▽

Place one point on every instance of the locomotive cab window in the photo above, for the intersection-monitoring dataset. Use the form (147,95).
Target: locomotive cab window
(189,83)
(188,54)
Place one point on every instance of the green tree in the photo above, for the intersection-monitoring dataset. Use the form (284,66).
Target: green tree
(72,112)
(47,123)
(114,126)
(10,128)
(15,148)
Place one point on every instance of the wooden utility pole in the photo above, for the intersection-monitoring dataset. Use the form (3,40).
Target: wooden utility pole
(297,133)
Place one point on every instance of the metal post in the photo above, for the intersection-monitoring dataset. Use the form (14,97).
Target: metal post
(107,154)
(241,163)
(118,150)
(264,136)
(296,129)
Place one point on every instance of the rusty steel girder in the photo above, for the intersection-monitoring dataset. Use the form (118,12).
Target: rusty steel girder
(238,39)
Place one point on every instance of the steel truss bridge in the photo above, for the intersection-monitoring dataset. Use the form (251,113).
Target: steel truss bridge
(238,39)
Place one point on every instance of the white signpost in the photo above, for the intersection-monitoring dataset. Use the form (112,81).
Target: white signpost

△
▽

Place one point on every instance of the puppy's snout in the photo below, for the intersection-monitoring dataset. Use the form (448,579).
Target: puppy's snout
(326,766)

△

-- Exercise brief --
Rewrite the rows from the line containing "Place one point on every instance of the steel" through the line containing "Target: white signpost", both included. Keep every request and format sample unchanged, and rescale the answer coordinates by multiplying each by 0.85 and rounding to whole numbers, with halves rounded up.

-- Result of the task --
Place one point on every instance of the steel truss bridge in the photo above, for the intersection-monitoring dataset. Use the form (251,113).
Target: steel truss bridge
(202,33)
Place one point on every instance of the white signpost in the photo above, for the intersection-monitoring dataset. Use the form (112,81).
Target: white signpost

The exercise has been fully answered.